▸ TEXTE À LIRE
______________________________

Alors je tiens tout d’abord à remercier Val pour l’alerte. Sa veille attentive et méticuleuse des événements locaux lui a permis de me signaler cette soirée dont je n’avais absolument pas entendu parler à une semaine de l’événement. Donc, merci Val !
Tout d’abord, il faut débroussailler un peu… qui est l’organisateur de ce fameux voyage ? C’est Passion Céréales. Oui mais qui est Passion Céréales ? C’est une association créée par Intercéréales pour faire connaître les céréales au grand public. Mais qui est Intercéréales ? C’est également une association qui regroupe tous les professionnels de la branche céréalière, des producteurs aux transformateurs, en passant par les négociants, les coopératives, les meuniers… bref, tous ceux qui pédalent quotidiennement dans la semoule.
Donc Passion Céréales a pour vocation de communiquer sur les céréales auprès du grand public, à la fois sur leurs vertus nutritionnelles mais également sur les femmes et les hommes qui les travaillent. Ils mettent à disposition des supports, dont un site web dédié à chaque région (dont l’Auvergne évidemment, car qui dit fromage dit pain), et organisent une “tournée” à travers la France pour présenter au public des acteurs engagés de la filière céréalière. C’est apparemment la deuxième du nom et j’ai donc eu la chance d’assister à ce Voyage, le 1er décembre dernier, au Petit Vélo de Clermont-Ferrand !

______________________________

▸ LIGNES
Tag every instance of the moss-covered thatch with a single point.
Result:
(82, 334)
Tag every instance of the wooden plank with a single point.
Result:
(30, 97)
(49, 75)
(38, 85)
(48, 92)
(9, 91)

______________________________

▸ CONSIGNE ÉCRITE
Recopiez en entier le texte sur Passion Céréales, mot pour mot, sans rien changer.

▸ CORRIGÉ DE L'EXERCICE
Alors je tiens tout d’abord à remercier Val pour l’alerte. Sa veille attentive et méticuleuse des événements locaux lui a permis de me signaler cette soirée dont je n’avais absolument pas entendu parler à une semaine de l’événement. Donc, merci Val !
Tout d’abord, il faut débroussailler un peu… qui est l’organisateur de ce fameux voyage ? C’est Passion Céréales. Oui mais qui est Passion Céréales ? C’est une association créée par Intercéréales pour faire connaître les céréales au grand public. Mais qui est Intercéréales ? C’est également une association qui regroupe tous les professionnels de la branche céréalière, des producteurs aux transformateurs, en passant par les négociants, les coopératives, les meuniers… bref, tous ceux qui pédalent quotidiennement dans la semoule.
Donc Passion Céréales a pour vocation de communiquer sur les céréales auprès du grand public, à la fois sur leurs vertus nutritionnelles mais également sur les femmes et les hommes qui les travaillent. Ils mettent à disposition des supports, dont un site web dédié à chaque région (dont l’Auvergne évidemment, car qui dit fromage dit pain), et organisent une “tournée” à travers la France pour présenter au public des acteurs engagés de la filière céréalière. C’est apparemment la deuxième du nom et j’ai donc eu la chance d’assister à ce Voyage, le 1er décembre dernier, au Petit Vélo de Clermont-Ferrand !